# [Kutipan]
Dewasa berarti bisa menempatkan sesuatu secara tepat.
Jadi, kebanyakan orang tidak bisa dikatakan dewasa secara utuh.
Kebanyakan orang, dewasa pada beberapa sisi dan tidak dewasa pada sisi
yang lain. Tapi, dengan pembelajaran, sebuah kematangan-yaitu sisi
kedewasaan yang lebih banyak daripada sisi ketidakdewasaan- dapat
diraih. Sebuah kematangan yang ditandai dengan tercapainya sebagian
besar ciri-ciri kedewasaan.
Kedewasaan mempunyai ciri-ciri yaitu: sikap yang tepat, keberanian, kesabaran, tanggung jawab, percaya diri dan berpikir secara luas. Ini adalah penyederhanaan dari berbagai macam ciri. Ciri yang pertama, sikap yang tepat.
Orang yang ingin belajar untuk lebih dewasa harus mengetahui
bagaimana bersikap yang tepat pada kondisi, situasi dan orang yang
berbeda-beda. Bagaimana kita bersikap kepada yang lebih tua tentu
berbeda dengan bagaimana kita bersikap dengan kawan sebaya, apalagi
dengan yang lebih muda.

# [Informasi Ditampilkan]
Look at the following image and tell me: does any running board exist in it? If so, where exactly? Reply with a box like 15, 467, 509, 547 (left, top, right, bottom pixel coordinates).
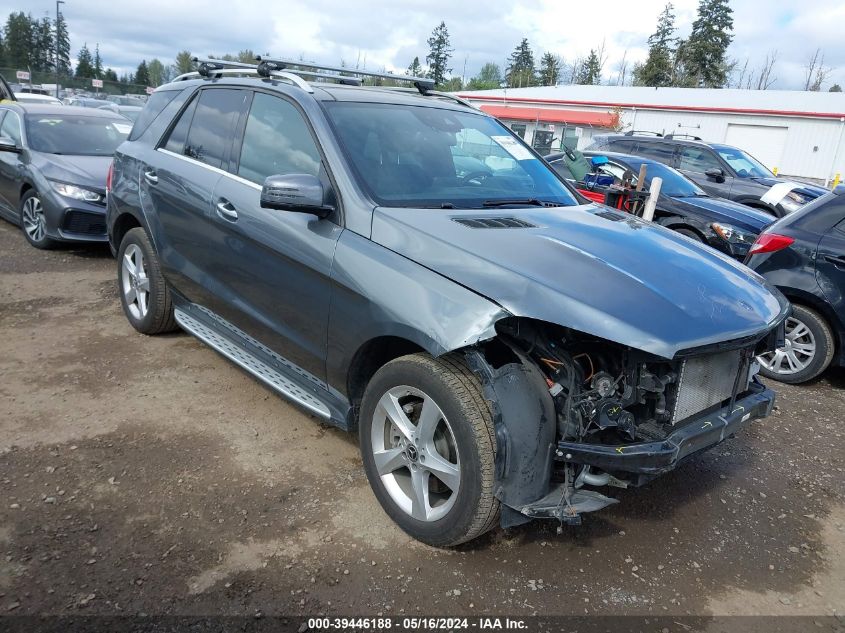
174, 308, 331, 420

# [Tujuan]
Apakah pernyataan berikut sesuai dengan kutipan tentang kedewasaan? Jawab ya atau tidak untuk tiap nomor, lalu kutip persis kata-kata kutipan yang menentukan jawaban itu.
1. Kebanyakan orang sudah dewasa secara utuh.
2. Kesabaran termasuk ciri-ciri kedewasaan.
3. Cara bersikap kepada yang lebih tua sama dengan cara bersikap kepada kawan sebaya.

# [Jawaban Lengkap]
1. Tidak: "kebanyakan orang tidak bisa dikatakan dewasa secara utuh."
2. Ya: "Kedewasaan mempunyai ciri-ciri yaitu: sikap yang tepat, keberanian, kesabaran"
3. Tidak: "Bagaimana kita bersikap kepada yang lebih tua tentu berbeda dengan bagaimana kita bersikap dengan kawan sebaya"